* _Page extract_:
○ ○ ○

And yet, that being said, my favorite Avengers artist is still Dave Cockrum, and his Giant-Size Avengers #2 is just always going to be my favorite issue of the run (and in my top ten favorite comics ever, I think). Although you always see the influences in Cockrum, at his best he always transcends them: he somehow manages to take Gil Kane’s dynamism and invests it with John Romita’s sensuality, Neal Adams’ design sense married to Kirby’s explosiveness, Perez’s lavish attention to detail, Byrne’s focus on character’s personalities.
For the few issues he’s on (and even when he’s inking well-intentioned second raters like Bob Brown), Cockrum’s pencils jibe perfectly with Englehart’s character-driven, high head count scripts . (And, of course, Cockrum goes on to reinvent the X-Men with Chris Claremont after this, so it’s like not losing him on The Avengers did pay off for all of us in the long run.) But Cockrum’s run does illuminate another harsh truth about The Avengers.
The Avengers Should Not Be A Monthly Book. This is undoubtedly a ridiculous thing to say in 2014 (shhh, we’re still pretending, remember?) what with their being something like a half-dozen Avengers titles, all shipping at least monthly. But for the first 300 issues? It would’ve been better if The Avengers had been published somewhere between eight and ten times a year so that dudes like Cockrum and Perez and pre-Palmer Buscema could’ve lasted for more than a year. For a flagship title, The Avengers seemed to always totter on the precipice of disaster, with ambitious scripts requiring a pile-up of artists and inkers to get the issue out on time. And that was at its best! At its worst, whether by the writer or artist or both, The Avengers was always in danger of being hacked out.

○ ○ ○

* _Stored dataset items_:

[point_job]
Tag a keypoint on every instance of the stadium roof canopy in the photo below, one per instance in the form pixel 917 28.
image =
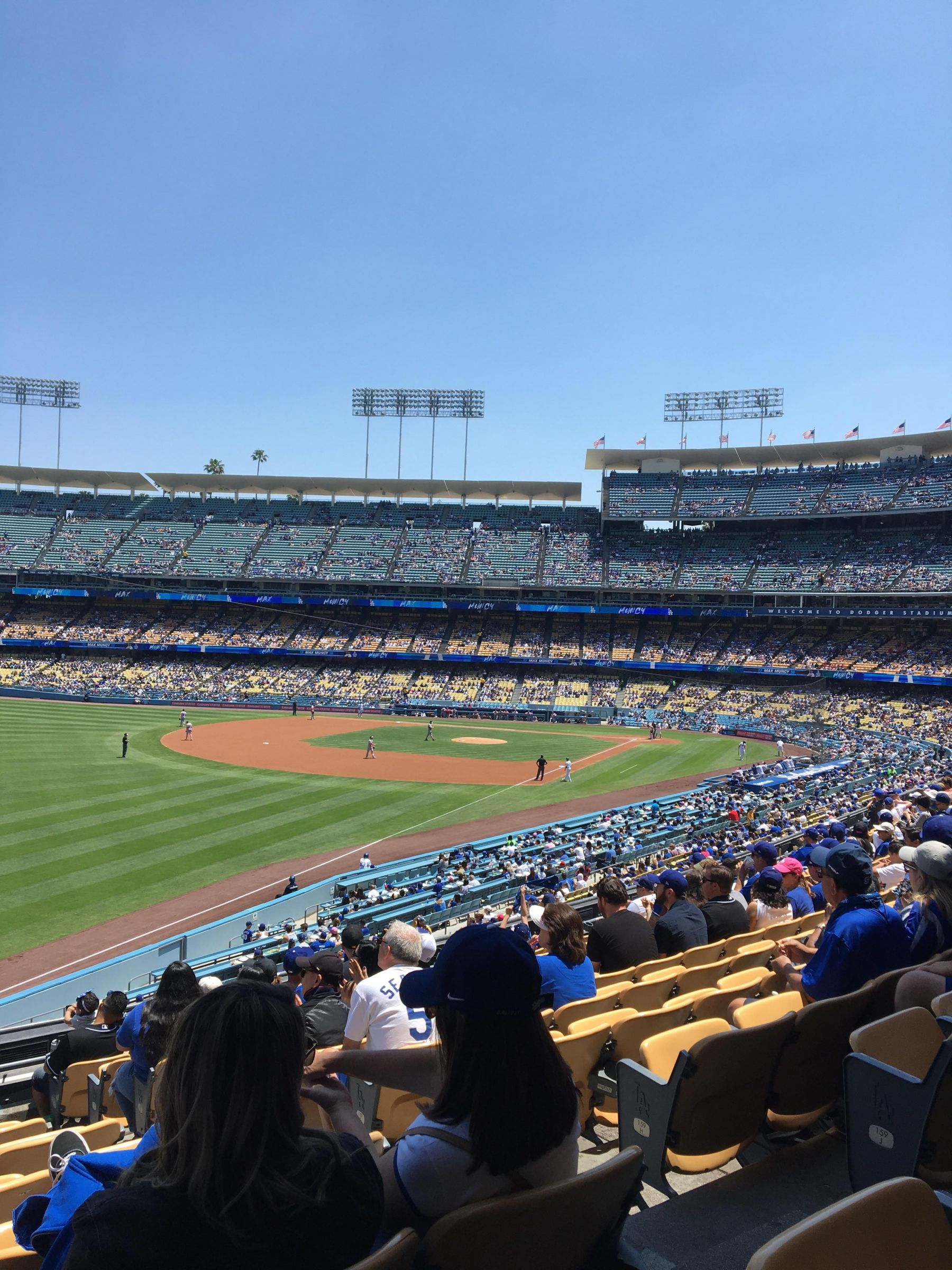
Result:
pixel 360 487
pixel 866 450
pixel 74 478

○ ○ ○

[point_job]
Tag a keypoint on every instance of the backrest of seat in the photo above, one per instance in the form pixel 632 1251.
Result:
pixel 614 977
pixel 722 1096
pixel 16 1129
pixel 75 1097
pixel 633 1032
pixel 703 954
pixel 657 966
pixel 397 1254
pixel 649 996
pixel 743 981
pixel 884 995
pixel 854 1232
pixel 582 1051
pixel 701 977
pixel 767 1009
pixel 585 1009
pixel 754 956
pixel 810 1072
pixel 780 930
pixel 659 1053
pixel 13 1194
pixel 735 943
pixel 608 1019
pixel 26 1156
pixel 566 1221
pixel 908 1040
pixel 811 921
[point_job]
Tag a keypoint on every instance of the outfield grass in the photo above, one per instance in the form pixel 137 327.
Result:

○ ○ ○

* _What this exercise asks_:
1. Answer these questions from the commentary on Dave Cockrum and The Avengers:
(a) Which issue does the writer name as a favorite of the run?
(b) With whom does Cockrum go on to reinvent the X-Men?
(c) How many times a year does the writer think The Avengers should have been published during its first 300 issues?
2. Write the next few sentences of the commentary on Dave Cockrum and The Avengers, picking up after its final line.
The records have nothing to do with what is asked here.

* _Per-task answers_:
1.
(a) Giant-Size Avengers #2
(b) Chris Claremont
(c) Between eight and ten times a year

2.
Final Point! So a million words ago, I started this with a point I wanted to make about Roger Stern’s run and I don’t think I could’ve made it without this overstuffed imitation of a sleek listicle.
In the podcast, when Graeme talks about Captain America being an aspirational figure in a way similar to Superman and how Marvel doesn’t seem to have that any more, I realized (while editing the podcast) what I enjoyed so much about Stern’s run: it was filled with aspirational figures. Jan Van Dyne under his run is refreshingly free of angst, as are most of the Avengers. She and Captain Marvel are both admirable figures, heroic without the maudlin undercurrent Marvel’s heroes had for so much of their existence.
This, combined with glacial subplots whose payoffs run the gambit from underwhelming to nonexistent, make me wonder to what extent Stern is actually a Silver Age DC fan in Marvel Zombie clothing. I haven’t read enough of his work to know, but at least in The Avengers, the subplots—The Black Knight pining for Jan, Captain Marvel talking about opening her own business, Jan worrying about Starfox’s abilities to manipulate his enemies—slow to the point they become tropes, not so far off from Barry Allen always showing up late, or Lois wondering if Superman and Clark Kent are the same person.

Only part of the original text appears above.